[WHAT YOU HAVE TO DO]:
Rewrite every line of the records below, requests included, scaling each x and y coordinate in the answers by 2.15 and rounding to whole numbers, with halves rounding up. Leave the pictures out.

[INPUT ROWS]:
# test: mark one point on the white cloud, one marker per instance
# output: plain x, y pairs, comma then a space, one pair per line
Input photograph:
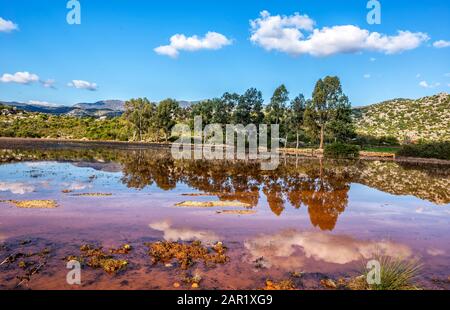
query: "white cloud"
441, 44
50, 83
7, 25
183, 234
179, 42
291, 248
80, 84
43, 103
16, 188
425, 84
19, 77
287, 34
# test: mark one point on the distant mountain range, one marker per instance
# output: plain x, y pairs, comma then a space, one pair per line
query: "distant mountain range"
108, 108
426, 118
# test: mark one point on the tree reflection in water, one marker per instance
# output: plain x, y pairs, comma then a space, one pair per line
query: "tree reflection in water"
321, 186
323, 192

[THE SOLUTION]:
# test: mark one point on the white cloud, one marker per instance
# output: plain x, y pairs, comma then a space, one pair per line
Input photograph:
query: "white cloud"
948, 95
108, 178
15, 54
393, 503
385, 90
626, 533
172, 181
92, 221
34, 404
914, 181
41, 166
617, 73
# test: mark one point on the distant mountain range, one marker per instance
# output: plain x, y pairs, comma then a space, one pair per line
query: "distant mountain range"
232, 232
916, 254
# test: mark one point on the tree reflection in water, one marker per instance
# output: plain x, y pairs, comma then a space, one pair per line
query: "tree reflection in water"
690, 400
694, 413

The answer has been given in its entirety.